-- BEGIN TEXT SECTION --

Tuesday, October 13, 2009

Securing Peace In Mindanao

The Mindanao Problem

The current volatile peace and order situation in Mindanao may have been triggered by the cancellation of the signing of the GRP-MILF Memorandum of Agreement on Ancestral Domain (MOA-AD). The failed Agreement would have “restored” to the Muslims in Southern Mindanao their long-sought homeland, and they would have become the Bangsamoro Juridical Entity (a largely autonomous state within the Republic). The Mindanao problem, however, is not a recent phenomenon but has its roots in the long history of Spanish colonization of the country.

-- END TEXT SECTION --
-- BEGIN DATA EXTRACT --

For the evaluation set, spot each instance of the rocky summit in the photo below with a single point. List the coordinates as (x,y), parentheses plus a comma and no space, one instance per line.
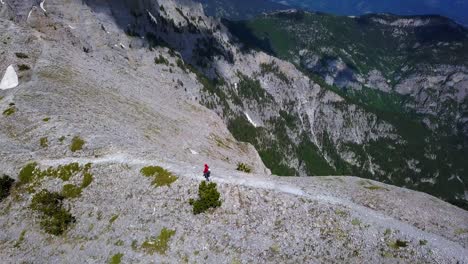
(110,108)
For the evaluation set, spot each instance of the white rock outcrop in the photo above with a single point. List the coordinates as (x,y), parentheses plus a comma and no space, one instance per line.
(10,79)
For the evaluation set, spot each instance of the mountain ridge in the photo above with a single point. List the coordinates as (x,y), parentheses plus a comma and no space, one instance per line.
(122,85)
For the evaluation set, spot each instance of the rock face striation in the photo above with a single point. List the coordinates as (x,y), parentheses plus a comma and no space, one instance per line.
(107,88)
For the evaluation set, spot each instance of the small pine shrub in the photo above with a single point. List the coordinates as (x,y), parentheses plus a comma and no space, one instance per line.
(77,144)
(158,244)
(9,111)
(55,219)
(116,259)
(27,173)
(23,67)
(5,186)
(44,142)
(21,55)
(208,197)
(71,191)
(161,176)
(87,179)
(161,60)
(399,244)
(244,167)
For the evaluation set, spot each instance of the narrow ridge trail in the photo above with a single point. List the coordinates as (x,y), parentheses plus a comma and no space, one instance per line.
(441,244)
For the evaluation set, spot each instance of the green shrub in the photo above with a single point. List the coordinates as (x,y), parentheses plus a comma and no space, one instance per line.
(113,218)
(116,259)
(20,239)
(87,179)
(27,173)
(77,144)
(21,55)
(399,244)
(9,111)
(71,191)
(23,67)
(161,60)
(208,197)
(5,186)
(44,142)
(161,176)
(158,244)
(55,219)
(244,167)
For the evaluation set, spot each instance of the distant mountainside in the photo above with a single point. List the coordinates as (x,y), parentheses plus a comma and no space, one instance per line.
(240,9)
(409,71)
(455,9)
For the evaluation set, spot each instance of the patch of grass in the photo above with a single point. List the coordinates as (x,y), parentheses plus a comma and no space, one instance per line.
(387,232)
(341,213)
(134,245)
(31,173)
(161,60)
(27,173)
(55,219)
(113,218)
(71,191)
(116,259)
(9,111)
(375,188)
(87,179)
(398,244)
(77,144)
(44,142)
(244,167)
(5,186)
(161,176)
(23,67)
(21,55)
(356,221)
(208,197)
(64,172)
(20,239)
(158,244)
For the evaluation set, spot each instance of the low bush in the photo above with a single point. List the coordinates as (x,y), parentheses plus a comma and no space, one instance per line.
(9,111)
(161,176)
(44,142)
(71,191)
(161,60)
(208,197)
(55,219)
(244,167)
(116,259)
(21,55)
(158,244)
(5,186)
(77,144)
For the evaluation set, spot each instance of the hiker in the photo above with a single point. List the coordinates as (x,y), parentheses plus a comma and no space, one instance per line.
(206,172)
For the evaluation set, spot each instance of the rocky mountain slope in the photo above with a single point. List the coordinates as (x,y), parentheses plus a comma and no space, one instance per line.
(109,87)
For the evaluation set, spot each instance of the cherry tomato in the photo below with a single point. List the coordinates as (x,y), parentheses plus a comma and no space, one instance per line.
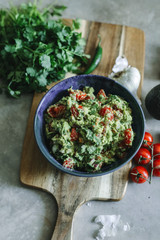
(128,136)
(68,163)
(148,140)
(74,134)
(107,110)
(74,111)
(101,93)
(156,166)
(139,174)
(156,149)
(143,156)
(80,96)
(56,110)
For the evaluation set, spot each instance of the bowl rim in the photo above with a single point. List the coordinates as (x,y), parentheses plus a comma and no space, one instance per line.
(45,152)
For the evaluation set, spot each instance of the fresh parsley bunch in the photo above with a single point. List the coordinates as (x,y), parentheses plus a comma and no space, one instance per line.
(37,48)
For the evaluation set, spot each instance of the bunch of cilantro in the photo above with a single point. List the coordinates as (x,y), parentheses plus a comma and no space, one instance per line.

-- END DATA EXTRACT --

**REQUIRED TASK**
Could you write the next part of the article above on securing peace in Mindanao, starting after its last sentence about the roots of the Mindanao problem in Spanish colonization?

**THE OUTPUT**
Betrayal

The decision of President Arroyo to cancel the signing of the Agreement simply festered an old open wound. It was taken by some quarters in the MILF as another treachery; a betrayal to a cause that would have brought peace to Mindanao. But Arroyo was left with no option because many local government officials in Mindanao questioned the constitutionality of the Agreement before the Supreme Court. There was also this issue of non-consultation on a very crucial matter that affects governance in Mindanao, where a wide area would be carved out to give way to the Bangsamoro ancestral domain. The area proposed for segregation to become the Bangsamoro homeland covers a good number of Christian-dominated communities. The group opposed to the MOA, which increased upon its exposure, claimed that the agreement clearly violates the Constitution as it dismembers the territory of the Republic and allows the establishment of a separate state. The high court declared the MOA-AD unconstitutional before its scheduled signing on August 5, 2008 in Malaysia.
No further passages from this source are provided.